> **Set problem**: Can you format the records as a JSON list of strings, one string per line with blank lines left out, starting at the first line of the records and ending at the line containing "0,0,224,108", both included?

> **Data to use**:
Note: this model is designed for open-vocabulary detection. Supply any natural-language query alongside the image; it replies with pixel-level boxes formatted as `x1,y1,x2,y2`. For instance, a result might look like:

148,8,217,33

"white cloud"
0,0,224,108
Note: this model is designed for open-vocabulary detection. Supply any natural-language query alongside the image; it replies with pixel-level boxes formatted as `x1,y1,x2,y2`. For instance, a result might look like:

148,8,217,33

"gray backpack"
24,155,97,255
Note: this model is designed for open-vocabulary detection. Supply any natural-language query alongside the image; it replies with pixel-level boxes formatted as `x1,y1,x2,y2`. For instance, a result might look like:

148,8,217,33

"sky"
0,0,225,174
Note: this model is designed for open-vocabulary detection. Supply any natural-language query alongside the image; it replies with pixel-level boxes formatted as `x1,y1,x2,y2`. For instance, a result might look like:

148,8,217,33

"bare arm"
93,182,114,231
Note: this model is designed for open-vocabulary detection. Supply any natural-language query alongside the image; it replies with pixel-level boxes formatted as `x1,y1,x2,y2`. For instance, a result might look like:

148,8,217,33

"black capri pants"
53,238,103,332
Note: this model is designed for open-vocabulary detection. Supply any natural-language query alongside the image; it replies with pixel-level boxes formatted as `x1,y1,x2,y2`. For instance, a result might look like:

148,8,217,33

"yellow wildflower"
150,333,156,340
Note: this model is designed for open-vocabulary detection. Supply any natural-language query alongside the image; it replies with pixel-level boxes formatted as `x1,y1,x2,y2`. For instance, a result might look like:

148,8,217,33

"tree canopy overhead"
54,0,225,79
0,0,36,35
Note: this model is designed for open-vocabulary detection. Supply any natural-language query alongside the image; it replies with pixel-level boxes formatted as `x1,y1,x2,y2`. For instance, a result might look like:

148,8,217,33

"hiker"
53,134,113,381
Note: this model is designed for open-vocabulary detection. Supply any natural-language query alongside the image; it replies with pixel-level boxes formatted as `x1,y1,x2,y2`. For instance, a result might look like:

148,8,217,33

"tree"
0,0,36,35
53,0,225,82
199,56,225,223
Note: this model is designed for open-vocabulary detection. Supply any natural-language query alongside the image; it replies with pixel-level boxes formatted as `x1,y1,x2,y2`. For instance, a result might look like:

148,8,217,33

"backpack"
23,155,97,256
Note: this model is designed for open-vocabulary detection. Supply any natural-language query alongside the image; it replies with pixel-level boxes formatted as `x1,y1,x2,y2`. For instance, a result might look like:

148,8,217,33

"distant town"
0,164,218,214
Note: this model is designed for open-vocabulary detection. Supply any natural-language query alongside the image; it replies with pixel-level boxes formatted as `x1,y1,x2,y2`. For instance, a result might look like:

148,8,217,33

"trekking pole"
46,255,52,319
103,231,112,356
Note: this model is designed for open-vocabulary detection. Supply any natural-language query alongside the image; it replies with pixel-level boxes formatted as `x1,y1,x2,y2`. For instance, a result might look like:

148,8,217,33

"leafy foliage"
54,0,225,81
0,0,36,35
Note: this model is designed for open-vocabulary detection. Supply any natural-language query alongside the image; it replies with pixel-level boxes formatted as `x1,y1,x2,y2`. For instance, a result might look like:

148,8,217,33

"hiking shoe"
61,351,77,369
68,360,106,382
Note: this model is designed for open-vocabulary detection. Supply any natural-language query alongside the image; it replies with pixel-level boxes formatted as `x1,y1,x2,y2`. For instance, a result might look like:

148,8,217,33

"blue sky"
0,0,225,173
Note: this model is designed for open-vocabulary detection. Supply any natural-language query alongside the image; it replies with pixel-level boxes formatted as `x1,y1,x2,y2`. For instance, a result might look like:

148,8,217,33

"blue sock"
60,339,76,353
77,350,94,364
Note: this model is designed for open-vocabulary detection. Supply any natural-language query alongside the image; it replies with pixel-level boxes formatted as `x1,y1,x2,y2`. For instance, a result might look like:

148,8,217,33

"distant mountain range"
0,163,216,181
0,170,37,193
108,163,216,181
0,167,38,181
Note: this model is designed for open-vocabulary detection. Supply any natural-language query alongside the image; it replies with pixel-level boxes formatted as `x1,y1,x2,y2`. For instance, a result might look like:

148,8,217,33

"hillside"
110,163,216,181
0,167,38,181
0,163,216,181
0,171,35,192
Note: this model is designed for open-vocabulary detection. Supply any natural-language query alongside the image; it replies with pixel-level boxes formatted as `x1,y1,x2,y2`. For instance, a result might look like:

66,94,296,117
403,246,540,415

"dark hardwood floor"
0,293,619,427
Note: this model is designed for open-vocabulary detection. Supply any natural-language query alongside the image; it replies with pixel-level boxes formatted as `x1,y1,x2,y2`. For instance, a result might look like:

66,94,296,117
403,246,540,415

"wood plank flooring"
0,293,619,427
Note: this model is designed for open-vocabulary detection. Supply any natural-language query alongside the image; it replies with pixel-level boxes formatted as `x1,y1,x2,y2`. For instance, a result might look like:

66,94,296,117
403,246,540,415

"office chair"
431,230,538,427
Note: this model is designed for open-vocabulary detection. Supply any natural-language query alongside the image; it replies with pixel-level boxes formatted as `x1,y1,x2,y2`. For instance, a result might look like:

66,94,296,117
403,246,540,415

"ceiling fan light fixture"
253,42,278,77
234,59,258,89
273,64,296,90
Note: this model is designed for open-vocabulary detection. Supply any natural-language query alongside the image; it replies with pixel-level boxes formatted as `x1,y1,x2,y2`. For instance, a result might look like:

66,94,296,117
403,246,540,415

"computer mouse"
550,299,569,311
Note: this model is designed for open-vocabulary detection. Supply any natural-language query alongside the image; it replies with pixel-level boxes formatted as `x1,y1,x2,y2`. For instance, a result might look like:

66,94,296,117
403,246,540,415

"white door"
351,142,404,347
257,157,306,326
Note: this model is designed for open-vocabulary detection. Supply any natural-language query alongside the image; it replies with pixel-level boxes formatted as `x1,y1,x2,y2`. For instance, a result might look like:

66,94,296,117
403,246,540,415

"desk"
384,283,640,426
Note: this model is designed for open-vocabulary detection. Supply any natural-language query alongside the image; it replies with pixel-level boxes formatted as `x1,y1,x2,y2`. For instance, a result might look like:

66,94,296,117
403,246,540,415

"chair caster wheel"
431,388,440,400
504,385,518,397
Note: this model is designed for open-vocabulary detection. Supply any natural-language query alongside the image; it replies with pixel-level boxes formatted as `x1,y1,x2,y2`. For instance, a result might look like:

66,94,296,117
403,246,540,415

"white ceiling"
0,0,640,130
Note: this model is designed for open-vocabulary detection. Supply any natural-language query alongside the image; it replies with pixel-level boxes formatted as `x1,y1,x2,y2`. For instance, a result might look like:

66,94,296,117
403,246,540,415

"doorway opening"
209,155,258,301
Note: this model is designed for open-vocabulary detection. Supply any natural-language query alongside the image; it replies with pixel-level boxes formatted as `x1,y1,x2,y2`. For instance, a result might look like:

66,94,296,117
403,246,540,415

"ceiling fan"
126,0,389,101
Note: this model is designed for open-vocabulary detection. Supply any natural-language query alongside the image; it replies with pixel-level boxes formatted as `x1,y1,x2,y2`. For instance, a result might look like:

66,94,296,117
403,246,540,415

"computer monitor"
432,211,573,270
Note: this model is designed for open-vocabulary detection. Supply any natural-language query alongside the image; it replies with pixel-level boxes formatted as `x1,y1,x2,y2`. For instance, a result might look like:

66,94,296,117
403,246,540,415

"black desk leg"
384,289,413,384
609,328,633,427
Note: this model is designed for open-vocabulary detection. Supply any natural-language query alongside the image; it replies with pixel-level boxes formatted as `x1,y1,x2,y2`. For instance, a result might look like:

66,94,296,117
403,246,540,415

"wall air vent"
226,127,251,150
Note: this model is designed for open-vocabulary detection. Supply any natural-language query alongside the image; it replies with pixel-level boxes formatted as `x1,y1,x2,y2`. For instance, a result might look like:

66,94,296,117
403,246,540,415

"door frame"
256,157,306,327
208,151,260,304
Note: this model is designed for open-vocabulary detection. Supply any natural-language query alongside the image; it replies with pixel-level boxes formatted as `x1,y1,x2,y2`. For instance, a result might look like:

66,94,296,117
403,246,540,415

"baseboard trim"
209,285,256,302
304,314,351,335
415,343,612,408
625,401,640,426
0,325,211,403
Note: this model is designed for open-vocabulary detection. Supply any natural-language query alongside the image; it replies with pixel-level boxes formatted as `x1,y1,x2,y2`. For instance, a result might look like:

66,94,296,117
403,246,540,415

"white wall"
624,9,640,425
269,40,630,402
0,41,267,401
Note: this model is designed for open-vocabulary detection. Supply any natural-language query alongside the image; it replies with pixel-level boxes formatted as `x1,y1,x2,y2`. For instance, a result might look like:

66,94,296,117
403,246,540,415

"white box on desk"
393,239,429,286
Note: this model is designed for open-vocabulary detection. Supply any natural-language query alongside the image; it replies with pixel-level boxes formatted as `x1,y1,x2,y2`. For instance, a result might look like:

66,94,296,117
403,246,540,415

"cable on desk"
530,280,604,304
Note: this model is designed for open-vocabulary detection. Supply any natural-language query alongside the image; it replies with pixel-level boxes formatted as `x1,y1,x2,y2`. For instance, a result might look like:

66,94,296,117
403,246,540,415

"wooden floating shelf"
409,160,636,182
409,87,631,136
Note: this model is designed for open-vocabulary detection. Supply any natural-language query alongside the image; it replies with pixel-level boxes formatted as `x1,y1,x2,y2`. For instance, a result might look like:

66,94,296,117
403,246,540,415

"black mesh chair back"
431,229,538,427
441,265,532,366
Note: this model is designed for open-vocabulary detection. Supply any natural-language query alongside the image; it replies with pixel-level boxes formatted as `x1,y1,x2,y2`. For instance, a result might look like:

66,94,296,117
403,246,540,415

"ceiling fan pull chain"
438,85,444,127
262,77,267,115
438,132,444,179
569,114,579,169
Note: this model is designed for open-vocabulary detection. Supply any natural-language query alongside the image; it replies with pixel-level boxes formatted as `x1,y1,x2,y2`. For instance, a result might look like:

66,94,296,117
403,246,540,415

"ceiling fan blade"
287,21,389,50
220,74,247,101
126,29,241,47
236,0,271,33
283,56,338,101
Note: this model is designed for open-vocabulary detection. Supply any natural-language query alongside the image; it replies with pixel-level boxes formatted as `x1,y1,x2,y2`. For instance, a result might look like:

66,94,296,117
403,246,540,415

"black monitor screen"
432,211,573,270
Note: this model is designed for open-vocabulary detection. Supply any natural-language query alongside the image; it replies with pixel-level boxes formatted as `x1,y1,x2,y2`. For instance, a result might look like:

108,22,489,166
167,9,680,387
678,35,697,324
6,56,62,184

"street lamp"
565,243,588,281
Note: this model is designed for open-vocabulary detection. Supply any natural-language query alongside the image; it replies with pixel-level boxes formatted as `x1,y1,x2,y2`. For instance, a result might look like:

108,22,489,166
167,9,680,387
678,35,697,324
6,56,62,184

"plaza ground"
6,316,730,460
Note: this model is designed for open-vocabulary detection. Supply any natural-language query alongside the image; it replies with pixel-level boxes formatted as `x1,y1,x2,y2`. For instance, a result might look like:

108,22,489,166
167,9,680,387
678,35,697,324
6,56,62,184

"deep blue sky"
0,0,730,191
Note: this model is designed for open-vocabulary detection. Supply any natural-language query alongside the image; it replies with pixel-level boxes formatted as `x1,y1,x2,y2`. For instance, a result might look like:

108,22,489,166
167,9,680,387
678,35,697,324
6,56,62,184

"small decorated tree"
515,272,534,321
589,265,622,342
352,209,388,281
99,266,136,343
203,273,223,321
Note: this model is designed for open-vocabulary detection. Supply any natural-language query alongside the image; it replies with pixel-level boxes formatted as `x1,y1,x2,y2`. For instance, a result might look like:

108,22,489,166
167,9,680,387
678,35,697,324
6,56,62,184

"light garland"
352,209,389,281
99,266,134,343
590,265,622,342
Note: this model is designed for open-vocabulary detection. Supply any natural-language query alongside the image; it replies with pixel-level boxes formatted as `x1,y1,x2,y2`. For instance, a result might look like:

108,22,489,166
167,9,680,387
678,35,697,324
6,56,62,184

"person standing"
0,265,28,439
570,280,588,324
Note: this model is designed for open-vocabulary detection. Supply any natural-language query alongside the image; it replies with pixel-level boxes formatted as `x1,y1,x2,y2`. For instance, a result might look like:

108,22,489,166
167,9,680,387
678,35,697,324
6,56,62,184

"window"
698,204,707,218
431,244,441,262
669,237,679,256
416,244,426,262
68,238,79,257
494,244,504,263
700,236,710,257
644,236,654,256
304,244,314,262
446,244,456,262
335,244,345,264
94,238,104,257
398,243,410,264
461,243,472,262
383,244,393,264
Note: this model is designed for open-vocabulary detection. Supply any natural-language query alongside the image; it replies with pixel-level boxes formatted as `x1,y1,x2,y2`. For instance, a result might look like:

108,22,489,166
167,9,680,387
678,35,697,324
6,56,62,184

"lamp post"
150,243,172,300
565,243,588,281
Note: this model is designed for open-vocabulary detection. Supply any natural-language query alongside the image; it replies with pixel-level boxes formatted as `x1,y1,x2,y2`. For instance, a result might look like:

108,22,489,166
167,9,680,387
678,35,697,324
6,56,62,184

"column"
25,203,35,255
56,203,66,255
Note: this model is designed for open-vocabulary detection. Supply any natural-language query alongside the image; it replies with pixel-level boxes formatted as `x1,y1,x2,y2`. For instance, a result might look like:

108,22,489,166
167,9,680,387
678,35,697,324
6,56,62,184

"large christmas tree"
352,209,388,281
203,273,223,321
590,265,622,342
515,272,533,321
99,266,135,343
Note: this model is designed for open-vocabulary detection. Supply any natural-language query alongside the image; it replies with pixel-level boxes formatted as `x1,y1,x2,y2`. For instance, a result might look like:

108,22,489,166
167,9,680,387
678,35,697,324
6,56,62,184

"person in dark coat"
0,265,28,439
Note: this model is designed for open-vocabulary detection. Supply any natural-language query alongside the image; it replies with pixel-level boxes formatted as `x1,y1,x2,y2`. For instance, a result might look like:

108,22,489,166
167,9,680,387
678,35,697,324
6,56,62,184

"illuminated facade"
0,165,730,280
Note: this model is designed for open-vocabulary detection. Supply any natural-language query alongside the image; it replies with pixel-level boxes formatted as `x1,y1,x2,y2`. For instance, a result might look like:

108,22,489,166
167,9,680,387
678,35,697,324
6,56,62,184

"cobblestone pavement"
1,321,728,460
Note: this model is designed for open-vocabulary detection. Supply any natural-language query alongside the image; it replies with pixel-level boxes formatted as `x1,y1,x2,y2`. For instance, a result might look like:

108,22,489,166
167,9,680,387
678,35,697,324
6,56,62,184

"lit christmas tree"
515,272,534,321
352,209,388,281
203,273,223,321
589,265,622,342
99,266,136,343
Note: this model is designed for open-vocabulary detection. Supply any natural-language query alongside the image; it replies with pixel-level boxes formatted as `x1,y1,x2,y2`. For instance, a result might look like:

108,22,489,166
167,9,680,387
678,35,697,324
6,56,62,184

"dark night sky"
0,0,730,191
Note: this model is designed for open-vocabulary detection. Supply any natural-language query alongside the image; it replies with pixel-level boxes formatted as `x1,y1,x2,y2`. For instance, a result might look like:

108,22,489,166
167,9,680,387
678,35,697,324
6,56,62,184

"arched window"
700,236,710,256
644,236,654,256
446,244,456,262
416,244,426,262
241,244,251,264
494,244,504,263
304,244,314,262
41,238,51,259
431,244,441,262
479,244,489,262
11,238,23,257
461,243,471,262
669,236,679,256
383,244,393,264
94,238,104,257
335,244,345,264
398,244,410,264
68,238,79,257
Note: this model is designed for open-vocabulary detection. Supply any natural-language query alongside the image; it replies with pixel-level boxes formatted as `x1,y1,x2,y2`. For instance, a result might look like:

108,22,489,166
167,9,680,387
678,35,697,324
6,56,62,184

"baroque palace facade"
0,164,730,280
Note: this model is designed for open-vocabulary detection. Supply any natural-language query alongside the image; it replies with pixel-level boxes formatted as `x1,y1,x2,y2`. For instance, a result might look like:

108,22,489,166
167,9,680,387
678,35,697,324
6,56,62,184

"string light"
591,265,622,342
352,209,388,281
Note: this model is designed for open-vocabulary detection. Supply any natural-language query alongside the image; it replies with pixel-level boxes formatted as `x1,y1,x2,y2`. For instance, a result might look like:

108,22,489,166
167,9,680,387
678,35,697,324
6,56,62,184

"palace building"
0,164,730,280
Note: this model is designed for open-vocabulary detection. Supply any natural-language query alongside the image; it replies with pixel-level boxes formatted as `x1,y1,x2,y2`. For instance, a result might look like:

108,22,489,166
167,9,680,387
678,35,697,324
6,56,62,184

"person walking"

> **Task output**:
[
  "Note: this model is designed for open-vocabulary detection. Supply any natural-language query alongside the image; it replies with pixel-level boxes formatted as `x1,y1,x2,y2`. For instance, a result might look like:",
  "148,8,217,33",
  "\"white cloud\"",
  "0,0,224,108"
]